- _What to produce_:
Look through the data that follows and say how many of its lines contain "water", giving the number only.

- _Given information_:
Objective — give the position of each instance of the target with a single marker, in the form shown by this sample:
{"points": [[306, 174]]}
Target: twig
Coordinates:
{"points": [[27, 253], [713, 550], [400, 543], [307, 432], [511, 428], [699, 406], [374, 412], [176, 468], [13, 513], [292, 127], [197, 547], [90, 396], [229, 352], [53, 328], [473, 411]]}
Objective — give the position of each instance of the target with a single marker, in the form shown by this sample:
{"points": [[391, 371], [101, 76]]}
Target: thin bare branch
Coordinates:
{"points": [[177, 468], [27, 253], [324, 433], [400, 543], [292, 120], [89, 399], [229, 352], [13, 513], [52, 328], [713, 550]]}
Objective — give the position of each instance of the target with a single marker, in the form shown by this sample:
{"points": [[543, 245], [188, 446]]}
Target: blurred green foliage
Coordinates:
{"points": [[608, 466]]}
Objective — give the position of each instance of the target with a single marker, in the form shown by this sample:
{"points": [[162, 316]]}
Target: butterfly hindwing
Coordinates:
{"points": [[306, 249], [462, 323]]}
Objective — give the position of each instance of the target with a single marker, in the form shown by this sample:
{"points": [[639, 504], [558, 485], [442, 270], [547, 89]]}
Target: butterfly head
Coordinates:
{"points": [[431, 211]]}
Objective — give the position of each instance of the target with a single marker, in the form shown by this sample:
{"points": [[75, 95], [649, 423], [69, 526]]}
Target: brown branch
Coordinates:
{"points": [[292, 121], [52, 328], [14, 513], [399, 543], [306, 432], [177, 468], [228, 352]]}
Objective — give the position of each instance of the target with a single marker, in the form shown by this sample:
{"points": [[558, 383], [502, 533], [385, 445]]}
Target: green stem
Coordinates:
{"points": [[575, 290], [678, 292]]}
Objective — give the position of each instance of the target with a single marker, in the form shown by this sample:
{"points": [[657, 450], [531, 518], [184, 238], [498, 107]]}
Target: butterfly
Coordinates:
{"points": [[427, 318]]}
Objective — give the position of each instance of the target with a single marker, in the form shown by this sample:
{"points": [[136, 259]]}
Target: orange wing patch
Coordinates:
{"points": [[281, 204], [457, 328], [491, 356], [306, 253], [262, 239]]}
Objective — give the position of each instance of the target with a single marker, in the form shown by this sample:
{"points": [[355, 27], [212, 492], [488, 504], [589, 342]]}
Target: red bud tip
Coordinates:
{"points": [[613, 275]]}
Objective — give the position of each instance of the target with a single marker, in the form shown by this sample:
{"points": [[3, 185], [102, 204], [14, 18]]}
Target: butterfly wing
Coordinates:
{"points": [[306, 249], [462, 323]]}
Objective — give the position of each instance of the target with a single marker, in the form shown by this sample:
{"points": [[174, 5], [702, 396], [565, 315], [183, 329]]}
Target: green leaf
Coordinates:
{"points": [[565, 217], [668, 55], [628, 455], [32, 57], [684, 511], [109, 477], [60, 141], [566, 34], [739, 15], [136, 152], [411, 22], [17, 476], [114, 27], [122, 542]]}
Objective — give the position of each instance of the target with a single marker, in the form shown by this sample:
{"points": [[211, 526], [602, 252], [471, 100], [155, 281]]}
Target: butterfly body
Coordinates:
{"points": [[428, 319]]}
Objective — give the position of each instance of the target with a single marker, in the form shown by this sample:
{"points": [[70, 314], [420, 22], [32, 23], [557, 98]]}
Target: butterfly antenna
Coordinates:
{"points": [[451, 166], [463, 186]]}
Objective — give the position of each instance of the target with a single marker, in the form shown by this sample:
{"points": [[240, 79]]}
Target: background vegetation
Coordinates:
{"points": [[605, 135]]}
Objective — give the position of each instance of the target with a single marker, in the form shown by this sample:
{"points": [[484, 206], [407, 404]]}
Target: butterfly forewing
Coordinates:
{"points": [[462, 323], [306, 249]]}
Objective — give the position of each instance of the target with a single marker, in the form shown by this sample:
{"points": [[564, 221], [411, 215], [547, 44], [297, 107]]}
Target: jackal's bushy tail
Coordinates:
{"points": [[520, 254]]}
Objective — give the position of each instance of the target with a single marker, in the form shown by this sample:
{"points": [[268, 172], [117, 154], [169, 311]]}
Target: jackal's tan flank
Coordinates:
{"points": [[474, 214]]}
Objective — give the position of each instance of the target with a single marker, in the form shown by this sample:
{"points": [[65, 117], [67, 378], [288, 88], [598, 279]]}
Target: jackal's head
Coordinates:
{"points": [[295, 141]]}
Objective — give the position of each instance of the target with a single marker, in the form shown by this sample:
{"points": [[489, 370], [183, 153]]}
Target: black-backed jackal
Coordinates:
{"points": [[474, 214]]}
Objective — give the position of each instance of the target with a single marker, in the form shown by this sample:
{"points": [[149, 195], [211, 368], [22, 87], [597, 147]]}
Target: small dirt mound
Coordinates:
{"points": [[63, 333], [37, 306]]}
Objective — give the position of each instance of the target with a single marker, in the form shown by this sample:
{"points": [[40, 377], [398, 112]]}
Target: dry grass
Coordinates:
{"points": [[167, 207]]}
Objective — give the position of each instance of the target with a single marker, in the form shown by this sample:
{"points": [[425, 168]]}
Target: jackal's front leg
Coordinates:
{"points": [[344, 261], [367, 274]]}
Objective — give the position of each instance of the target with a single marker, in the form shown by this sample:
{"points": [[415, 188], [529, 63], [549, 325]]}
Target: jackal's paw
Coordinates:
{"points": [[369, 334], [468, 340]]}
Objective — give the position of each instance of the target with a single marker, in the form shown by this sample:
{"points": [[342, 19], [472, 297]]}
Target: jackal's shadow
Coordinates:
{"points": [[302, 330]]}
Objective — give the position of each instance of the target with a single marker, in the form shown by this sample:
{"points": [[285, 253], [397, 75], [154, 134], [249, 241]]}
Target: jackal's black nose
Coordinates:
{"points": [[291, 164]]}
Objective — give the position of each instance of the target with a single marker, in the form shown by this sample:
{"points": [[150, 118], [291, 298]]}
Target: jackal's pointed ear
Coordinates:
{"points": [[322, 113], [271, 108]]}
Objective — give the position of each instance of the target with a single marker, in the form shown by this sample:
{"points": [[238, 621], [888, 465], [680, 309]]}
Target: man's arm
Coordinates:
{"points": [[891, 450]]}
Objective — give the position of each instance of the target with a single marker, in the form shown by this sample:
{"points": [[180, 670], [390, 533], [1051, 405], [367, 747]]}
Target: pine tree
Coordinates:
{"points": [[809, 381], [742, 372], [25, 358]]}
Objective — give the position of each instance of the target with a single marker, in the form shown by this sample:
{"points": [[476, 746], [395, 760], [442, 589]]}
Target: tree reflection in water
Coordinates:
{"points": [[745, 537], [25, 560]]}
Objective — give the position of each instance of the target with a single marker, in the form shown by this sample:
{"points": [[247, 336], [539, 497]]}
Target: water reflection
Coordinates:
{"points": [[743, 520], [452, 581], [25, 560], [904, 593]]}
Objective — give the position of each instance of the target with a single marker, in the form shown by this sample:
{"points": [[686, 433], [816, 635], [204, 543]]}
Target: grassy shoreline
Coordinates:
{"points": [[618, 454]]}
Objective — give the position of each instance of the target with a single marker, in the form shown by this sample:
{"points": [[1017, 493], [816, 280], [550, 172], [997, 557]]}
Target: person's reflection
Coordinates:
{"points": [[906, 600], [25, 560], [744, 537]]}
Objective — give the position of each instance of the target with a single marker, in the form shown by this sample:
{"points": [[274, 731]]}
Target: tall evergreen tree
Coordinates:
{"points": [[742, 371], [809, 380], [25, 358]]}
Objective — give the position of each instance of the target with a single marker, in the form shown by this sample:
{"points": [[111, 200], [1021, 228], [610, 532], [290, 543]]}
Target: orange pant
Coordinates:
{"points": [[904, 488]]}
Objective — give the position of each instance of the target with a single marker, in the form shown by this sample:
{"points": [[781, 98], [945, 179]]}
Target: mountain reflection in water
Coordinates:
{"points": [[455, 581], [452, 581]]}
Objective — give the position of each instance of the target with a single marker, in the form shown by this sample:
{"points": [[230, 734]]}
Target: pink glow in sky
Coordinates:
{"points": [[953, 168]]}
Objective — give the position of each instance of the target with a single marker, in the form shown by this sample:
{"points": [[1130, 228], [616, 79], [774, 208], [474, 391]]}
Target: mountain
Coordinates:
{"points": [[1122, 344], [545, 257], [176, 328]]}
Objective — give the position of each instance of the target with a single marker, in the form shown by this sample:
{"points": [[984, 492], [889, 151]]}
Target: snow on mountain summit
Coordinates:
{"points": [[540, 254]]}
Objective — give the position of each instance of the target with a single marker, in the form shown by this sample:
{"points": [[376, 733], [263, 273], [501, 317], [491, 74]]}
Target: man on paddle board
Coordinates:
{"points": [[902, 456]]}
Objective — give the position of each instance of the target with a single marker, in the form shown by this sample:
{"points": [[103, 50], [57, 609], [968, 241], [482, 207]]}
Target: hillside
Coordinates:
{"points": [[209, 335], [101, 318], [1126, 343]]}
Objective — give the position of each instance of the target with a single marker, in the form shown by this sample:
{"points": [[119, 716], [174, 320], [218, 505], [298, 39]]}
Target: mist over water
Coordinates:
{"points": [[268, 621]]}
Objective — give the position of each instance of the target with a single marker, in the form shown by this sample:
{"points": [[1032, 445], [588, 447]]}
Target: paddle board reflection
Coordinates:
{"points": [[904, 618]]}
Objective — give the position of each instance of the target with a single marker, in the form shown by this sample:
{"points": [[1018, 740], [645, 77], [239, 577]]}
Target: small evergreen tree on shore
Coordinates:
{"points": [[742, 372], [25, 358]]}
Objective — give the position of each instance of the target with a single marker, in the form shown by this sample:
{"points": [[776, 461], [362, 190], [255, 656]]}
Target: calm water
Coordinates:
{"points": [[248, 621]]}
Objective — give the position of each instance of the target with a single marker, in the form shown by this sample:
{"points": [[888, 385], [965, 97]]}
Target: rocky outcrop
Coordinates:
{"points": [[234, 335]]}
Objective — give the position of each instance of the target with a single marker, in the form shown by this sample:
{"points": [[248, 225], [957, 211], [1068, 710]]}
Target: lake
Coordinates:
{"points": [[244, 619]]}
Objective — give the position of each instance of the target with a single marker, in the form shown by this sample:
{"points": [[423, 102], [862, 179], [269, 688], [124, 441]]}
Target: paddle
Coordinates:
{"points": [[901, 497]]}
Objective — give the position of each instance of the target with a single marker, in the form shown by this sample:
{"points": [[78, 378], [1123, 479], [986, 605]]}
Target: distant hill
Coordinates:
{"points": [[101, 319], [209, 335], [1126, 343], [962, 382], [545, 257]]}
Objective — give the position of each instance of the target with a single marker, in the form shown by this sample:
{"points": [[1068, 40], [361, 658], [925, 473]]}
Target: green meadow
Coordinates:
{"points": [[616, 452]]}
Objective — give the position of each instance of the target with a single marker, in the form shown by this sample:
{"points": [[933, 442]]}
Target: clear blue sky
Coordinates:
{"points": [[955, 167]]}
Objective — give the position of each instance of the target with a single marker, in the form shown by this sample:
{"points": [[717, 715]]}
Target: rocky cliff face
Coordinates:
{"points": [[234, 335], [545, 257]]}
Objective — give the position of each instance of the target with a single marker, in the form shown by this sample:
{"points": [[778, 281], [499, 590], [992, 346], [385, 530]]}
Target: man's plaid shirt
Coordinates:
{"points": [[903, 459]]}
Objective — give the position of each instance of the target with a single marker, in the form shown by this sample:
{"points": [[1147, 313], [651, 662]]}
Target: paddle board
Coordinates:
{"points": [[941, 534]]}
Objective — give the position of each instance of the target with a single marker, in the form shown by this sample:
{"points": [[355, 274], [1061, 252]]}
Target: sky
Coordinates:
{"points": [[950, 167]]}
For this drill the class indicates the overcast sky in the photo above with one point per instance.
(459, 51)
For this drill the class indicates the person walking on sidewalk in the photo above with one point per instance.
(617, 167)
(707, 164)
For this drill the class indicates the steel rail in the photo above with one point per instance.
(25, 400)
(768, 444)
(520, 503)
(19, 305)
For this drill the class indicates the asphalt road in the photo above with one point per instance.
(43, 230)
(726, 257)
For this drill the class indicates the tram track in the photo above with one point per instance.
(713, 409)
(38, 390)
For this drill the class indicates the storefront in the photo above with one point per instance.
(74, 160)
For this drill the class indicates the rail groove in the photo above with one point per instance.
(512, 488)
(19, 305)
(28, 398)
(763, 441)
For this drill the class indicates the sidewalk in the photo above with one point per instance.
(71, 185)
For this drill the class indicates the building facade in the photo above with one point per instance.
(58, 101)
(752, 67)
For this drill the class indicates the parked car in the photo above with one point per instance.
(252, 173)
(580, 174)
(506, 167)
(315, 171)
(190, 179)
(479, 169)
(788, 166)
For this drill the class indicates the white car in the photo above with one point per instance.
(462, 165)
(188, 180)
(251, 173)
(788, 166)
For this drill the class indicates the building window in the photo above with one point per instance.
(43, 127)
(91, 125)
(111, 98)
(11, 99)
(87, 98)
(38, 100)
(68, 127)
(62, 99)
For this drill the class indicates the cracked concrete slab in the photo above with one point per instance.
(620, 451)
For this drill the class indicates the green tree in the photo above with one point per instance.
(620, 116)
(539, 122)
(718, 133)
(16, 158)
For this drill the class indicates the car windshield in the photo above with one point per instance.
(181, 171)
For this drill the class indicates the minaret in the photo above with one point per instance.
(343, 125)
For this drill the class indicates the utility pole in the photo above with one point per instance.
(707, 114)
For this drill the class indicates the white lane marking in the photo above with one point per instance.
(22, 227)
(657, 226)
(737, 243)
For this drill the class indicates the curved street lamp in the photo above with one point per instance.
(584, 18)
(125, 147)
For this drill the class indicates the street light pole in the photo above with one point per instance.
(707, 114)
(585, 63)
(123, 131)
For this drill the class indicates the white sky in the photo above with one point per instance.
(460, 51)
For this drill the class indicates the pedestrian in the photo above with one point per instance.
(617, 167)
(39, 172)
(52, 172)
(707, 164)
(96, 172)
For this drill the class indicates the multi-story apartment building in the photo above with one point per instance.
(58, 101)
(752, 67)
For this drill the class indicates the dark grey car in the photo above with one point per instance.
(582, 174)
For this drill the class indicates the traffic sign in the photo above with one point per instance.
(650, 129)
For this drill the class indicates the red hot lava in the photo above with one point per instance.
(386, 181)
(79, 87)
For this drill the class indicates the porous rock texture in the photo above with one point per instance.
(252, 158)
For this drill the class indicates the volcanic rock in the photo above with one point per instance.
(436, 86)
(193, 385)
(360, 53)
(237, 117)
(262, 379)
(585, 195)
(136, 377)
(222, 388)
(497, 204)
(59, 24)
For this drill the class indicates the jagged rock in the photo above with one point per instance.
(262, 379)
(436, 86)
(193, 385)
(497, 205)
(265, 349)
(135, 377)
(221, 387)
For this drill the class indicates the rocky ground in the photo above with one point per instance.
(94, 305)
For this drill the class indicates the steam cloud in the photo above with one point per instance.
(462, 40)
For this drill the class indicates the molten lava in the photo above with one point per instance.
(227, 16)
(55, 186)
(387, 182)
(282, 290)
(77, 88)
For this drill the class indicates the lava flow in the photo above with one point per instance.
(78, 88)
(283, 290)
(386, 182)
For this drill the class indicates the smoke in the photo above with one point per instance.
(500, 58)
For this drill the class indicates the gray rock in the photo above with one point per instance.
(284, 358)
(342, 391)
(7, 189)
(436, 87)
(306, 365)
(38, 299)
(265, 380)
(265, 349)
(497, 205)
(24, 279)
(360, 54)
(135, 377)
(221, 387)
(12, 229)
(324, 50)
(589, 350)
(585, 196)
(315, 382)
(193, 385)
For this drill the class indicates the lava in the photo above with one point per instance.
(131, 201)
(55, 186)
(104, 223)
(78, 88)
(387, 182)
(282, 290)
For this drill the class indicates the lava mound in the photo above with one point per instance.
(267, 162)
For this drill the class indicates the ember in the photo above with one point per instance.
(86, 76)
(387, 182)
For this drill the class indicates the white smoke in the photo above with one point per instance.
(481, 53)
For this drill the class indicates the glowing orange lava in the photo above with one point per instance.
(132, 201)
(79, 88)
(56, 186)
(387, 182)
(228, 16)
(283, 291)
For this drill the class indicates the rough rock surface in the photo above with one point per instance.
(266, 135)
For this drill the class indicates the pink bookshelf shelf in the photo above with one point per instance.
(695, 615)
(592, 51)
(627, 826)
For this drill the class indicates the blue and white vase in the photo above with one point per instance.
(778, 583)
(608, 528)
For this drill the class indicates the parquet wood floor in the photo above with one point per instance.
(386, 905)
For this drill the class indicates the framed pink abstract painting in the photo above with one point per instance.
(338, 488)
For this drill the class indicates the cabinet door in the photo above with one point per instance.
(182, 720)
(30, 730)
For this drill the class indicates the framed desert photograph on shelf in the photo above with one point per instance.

- _Written response_:
5